Would you copy every record exactly as it stands and drop the pictures?

[Extracted data entries]
>>>>>

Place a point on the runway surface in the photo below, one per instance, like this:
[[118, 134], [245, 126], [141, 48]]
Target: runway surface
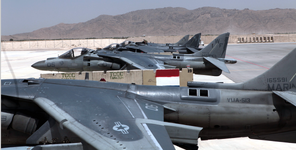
[[253, 59]]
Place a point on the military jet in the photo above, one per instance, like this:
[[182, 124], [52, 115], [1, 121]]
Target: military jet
[[188, 47], [83, 114], [208, 61], [181, 42]]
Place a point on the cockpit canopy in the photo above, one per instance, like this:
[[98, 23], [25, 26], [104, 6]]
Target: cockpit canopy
[[125, 43], [75, 52], [112, 46]]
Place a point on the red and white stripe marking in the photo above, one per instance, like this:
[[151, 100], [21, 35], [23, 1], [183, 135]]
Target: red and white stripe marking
[[167, 77]]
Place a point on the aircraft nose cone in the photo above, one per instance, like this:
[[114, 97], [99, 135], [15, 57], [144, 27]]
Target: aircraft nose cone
[[39, 65]]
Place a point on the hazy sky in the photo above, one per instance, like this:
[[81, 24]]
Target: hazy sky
[[20, 16]]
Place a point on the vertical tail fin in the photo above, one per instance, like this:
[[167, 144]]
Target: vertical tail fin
[[183, 40], [216, 49], [280, 77], [194, 41]]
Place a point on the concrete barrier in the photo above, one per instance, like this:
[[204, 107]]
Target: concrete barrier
[[58, 44], [140, 77]]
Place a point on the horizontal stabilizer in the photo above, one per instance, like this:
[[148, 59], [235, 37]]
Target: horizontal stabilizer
[[289, 96], [221, 65], [193, 50]]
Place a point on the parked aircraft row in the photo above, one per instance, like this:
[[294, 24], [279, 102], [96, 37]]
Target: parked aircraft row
[[208, 61], [88, 115]]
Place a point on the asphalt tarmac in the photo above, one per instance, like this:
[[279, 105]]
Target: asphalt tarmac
[[253, 59]]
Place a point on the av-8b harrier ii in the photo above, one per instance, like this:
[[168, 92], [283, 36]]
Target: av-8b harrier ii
[[83, 114], [208, 61], [181, 42], [188, 47]]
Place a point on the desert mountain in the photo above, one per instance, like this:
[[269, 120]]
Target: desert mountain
[[172, 21]]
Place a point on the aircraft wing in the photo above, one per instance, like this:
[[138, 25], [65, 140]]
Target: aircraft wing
[[146, 49], [139, 61], [289, 96], [101, 117]]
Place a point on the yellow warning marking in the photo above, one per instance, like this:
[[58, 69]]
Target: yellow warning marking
[[292, 77]]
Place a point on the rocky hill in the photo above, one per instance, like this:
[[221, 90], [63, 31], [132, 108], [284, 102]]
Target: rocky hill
[[172, 21]]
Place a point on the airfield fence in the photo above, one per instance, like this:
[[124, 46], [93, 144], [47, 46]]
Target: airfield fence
[[101, 43]]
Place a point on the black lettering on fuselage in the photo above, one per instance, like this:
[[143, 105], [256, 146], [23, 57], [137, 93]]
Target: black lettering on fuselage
[[238, 100], [280, 86]]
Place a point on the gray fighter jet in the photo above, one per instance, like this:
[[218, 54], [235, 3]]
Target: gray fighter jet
[[208, 61], [82, 114], [181, 42], [188, 47]]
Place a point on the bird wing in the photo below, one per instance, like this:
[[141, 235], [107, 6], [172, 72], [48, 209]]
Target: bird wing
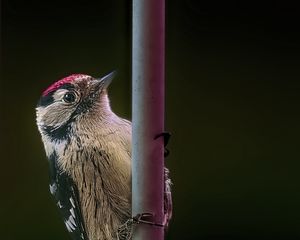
[[66, 195]]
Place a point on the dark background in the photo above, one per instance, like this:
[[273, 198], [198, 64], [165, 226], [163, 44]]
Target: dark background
[[232, 105]]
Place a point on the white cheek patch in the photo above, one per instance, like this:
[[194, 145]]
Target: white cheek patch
[[58, 95]]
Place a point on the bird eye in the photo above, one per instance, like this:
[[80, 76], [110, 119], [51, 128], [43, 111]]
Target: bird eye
[[69, 97]]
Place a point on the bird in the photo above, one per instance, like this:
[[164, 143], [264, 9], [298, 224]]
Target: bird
[[89, 153]]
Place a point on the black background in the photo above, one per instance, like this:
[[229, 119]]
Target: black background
[[232, 105]]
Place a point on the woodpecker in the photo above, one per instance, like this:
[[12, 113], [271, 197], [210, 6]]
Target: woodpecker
[[89, 151]]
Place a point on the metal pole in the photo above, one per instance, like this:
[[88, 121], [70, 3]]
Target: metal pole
[[148, 114]]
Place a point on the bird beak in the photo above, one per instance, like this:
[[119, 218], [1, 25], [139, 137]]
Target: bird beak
[[107, 79]]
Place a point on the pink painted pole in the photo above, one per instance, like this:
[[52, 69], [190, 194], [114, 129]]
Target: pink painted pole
[[148, 114]]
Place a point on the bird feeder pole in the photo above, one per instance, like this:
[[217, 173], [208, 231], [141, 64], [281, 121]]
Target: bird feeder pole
[[148, 53]]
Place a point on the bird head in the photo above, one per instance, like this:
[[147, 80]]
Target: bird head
[[72, 98]]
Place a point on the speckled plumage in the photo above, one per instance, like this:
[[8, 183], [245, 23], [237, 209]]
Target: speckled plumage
[[89, 151]]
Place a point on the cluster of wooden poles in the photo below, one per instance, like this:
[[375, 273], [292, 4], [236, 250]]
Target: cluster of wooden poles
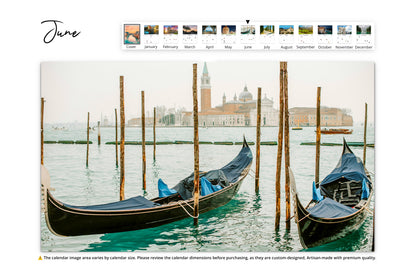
[[283, 139]]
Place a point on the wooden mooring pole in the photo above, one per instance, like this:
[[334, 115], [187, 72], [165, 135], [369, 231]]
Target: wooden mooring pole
[[258, 140], [154, 133], [287, 155], [122, 177], [42, 106], [99, 134], [196, 145], [115, 116], [143, 144], [279, 149], [88, 137], [365, 135], [318, 134]]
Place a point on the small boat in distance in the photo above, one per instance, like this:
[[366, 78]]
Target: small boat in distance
[[338, 207], [140, 213], [336, 131]]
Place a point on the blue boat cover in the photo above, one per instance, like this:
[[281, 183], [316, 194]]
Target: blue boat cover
[[364, 191], [316, 193], [138, 202], [234, 168], [163, 189], [186, 187], [349, 167], [329, 208], [207, 187]]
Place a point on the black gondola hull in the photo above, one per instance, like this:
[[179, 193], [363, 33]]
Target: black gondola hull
[[66, 221], [317, 231]]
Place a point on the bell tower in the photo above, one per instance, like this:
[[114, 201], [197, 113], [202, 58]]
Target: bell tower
[[205, 90]]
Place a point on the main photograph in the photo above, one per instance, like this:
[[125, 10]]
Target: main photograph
[[207, 156]]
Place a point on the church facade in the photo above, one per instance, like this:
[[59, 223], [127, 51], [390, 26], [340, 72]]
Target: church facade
[[240, 111]]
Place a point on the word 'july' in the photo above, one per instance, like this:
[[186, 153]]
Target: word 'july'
[[52, 33]]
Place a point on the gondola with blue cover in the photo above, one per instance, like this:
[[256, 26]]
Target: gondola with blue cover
[[218, 187], [339, 204]]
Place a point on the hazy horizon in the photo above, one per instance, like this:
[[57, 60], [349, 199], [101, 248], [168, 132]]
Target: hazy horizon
[[72, 89]]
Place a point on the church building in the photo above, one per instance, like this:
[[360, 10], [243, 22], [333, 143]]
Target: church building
[[240, 111]]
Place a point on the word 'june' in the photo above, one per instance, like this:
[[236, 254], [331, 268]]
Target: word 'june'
[[52, 33]]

<<<<<

[THE ANSWER]
Place a point on the runway surface in the photo below, one per instance, like this:
[[118, 134], [245, 126], [141, 48]]
Target: runway surface
[[253, 59]]
Place a point on the military jet in the photo above, one per instance, like this:
[[182, 124], [52, 115], [1, 121]]
Target: military jet
[[188, 47], [83, 114], [208, 61], [181, 42]]
Place a point on the cockpit canopy in the photo above, one per instance, like this:
[[98, 23], [25, 26], [104, 6]]
Target: cockpit canopy
[[125, 43], [75, 52], [112, 46]]
Place a point on the red and white stripe marking in the photo above, one per instance, like this:
[[151, 100], [21, 35], [23, 1], [183, 135]]
Target: red and white stripe marking
[[167, 77]]
Place a point on the aircraft nose cone in the photo above, one per instance, like this:
[[114, 97], [99, 135], [15, 57], [144, 27]]
Target: aircraft nose cone
[[39, 65]]
Place a point on the hazy sky in the photo above, one per instance, like this:
[[81, 24]]
Target: hazy sky
[[20, 16]]
Place a point on the vertical tail fin in the photo above, one per instance, like this:
[[167, 144]]
Target: vertical tail fin
[[183, 40], [216, 49], [280, 77], [194, 41]]
Place a point on the concrete barrier in the photo above, one per instance, like this:
[[204, 107]]
Target: concrete barrier
[[58, 44], [140, 77]]
Place a point on the horizontal stabilizer in the photo above, one per instance, like this:
[[148, 59], [235, 37]]
Target: horizontal stabilizer
[[289, 96], [221, 65], [193, 50]]
Place a point on the parked aircraft row in the photo above, one per instance, like this:
[[294, 24], [279, 102], [96, 37]]
Target: parked aircraft row
[[208, 61], [88, 115]]
Place a point on the asphalt tarmac in the photo above, one per instance, like this:
[[279, 105]]
Target: asphalt tarmac
[[253, 59]]
Place a point on the av-8b harrier ii in the photo above, one per instance, like this:
[[168, 92], [283, 36]]
Target: av-8b harrier ii
[[83, 114], [208, 61], [181, 42], [188, 47]]
Place a point on the desert mountain in the photo above, one per instance, like this:
[[269, 120]]
Target: desert mountain
[[172, 21]]
Place a point on the aircraft wing in the photo above, one per instance, like this:
[[138, 25], [65, 140]]
Target: aircraft wing
[[146, 49], [139, 61], [289, 96], [101, 117]]
Place a point on the yellow warning marking in the photo above, one per instance, like this:
[[58, 69]]
Target: yellow warning marking
[[292, 77]]
Place a point on the rocky hill in the photo above, one per instance, like this:
[[221, 90], [63, 31], [132, 108], [284, 102]]
Target: rocky hill
[[172, 21]]
Place a point on the airfield fence in the photo above, one per instance, like this:
[[124, 46], [93, 144], [47, 46]]
Target: airfield fence
[[101, 43]]
Place a point on the black lettering on fuselage in the photo above, one per instance, like this:
[[143, 105], [256, 146], [23, 57], [137, 93]]
Target: black lettering on fuselage
[[238, 100], [280, 86]]
Place a point on the gray fighter jet in the photo above, one per instance, like this:
[[218, 54], [235, 3]]
Target: gray fighter jet
[[208, 61], [82, 114], [181, 42], [188, 47]]
Place a point on the bird wing in the photo below, one per instance, like this:
[[141, 235], [107, 6], [172, 72], [48, 209]]
Target: bird wing
[[66, 195]]
Place a point on the dark background in the photo above, one per instance, like this:
[[273, 198], [198, 64], [165, 226], [163, 44]]
Target: dark background
[[232, 105]]
Place a point on the white cheek patch in the photo above, one per instance, like this:
[[194, 145]]
Target: white cheek patch
[[58, 95]]
Place a point on the bird eye in the photo above, one per instance, like this:
[[80, 76], [110, 119], [51, 128], [43, 111]]
Target: bird eye
[[69, 97]]
Place a point on the bird in the photo above, one per instance, like this:
[[164, 143], [264, 9], [298, 224]]
Target: bird
[[89, 153]]
Place a point on the black background in the photo above, one per instance, like this:
[[229, 119]]
Target: black background
[[232, 105]]
Place a point on the woodpecker in the photo above, one per instance, like this:
[[12, 113], [271, 197], [210, 6]]
Target: woodpecker
[[89, 151]]
Place a point on the metal pole in the photo above, one per instance, like this:
[[88, 121], [70, 3]]
Target: metal pole
[[148, 114]]
Place a point on the bird beak in the photo above, one per instance, like this:
[[119, 218], [1, 25], [139, 137]]
Target: bird beak
[[107, 79]]
Place a point on the pink painted pole in the photo above, one per instance, like this:
[[52, 69], [190, 194], [114, 129]]
Target: pink painted pole
[[148, 114]]
Place a point on the bird feeder pole in the photo above, one per instance, like this:
[[217, 173], [208, 231], [141, 64], [281, 121]]
Target: bird feeder pole
[[148, 53]]
Place a point on the bird head in the photo above, one per instance, like this:
[[147, 80]]
Target: bird head
[[72, 98]]
Place a point on the speckled plumage in the photo above, one per instance, like this:
[[8, 183], [245, 23], [237, 209]]
Target: speckled plumage
[[89, 151]]
Place a point on the cluster of wooden poles in the photo below, one per instance, like this:
[[375, 273], [292, 4], [236, 250]]
Target: cluster of wooden poles
[[283, 139]]
Place a point on the wooden mooring pole in the photo above, one per instance, like this:
[[334, 115], [187, 72], [165, 135], [369, 231]]
Target: wooden mooring pole
[[258, 140], [154, 133], [287, 155], [122, 177], [42, 106], [99, 134], [196, 145], [115, 116], [143, 144], [279, 149], [88, 137], [365, 135], [318, 134]]
Place a point on the small boat in distance in the photo above, one per instance, like this:
[[366, 78]]
Target: small boat in distance
[[338, 207], [140, 213], [336, 131]]
Place a point on the blue boat cover in the photo above, one per instance, like this:
[[281, 183], [316, 194]]
Target: blue boat cover
[[364, 191], [316, 193], [138, 202], [234, 168], [163, 189], [186, 187], [349, 167], [329, 208], [207, 187]]
Place a point on the black gondola hull in the photo above, one per instance, like this:
[[179, 193], [363, 33]]
Target: black gondola hull
[[66, 221], [317, 231]]
Place a point on the bell tower in the photo above, one per instance, like this:
[[114, 201], [197, 113], [202, 58]]
Target: bell tower
[[205, 90]]
Place a point on the main photograph in the photo above, one per instance, like this:
[[125, 10]]
Target: main photograph
[[207, 156]]
Place a point on the church facade in the photo above, one per instance, like this:
[[59, 223], [127, 51], [390, 26], [340, 72]]
Target: church facade
[[240, 111]]
Place a point on the word 'july' in the photo above, one per instance, like this:
[[186, 153]]
Target: word 'july'
[[52, 33]]
Place a point on the gondola with blue cover in the photo above, one per instance, like this:
[[256, 26]]
Target: gondola with blue cover
[[218, 187], [339, 204]]
Place a point on the hazy horizon in the photo above, one per instance, like this:
[[57, 60], [349, 199], [101, 248], [168, 132]]
Target: hazy horizon
[[72, 89]]
Place a point on the church building in the photo above, one per instance, like this:
[[360, 10], [243, 22], [333, 143]]
Target: church building
[[240, 111]]
Place a point on the word 'june' in the photo above, one per instance, like this:
[[236, 254], [331, 268]]
Target: word 'june'
[[52, 33]]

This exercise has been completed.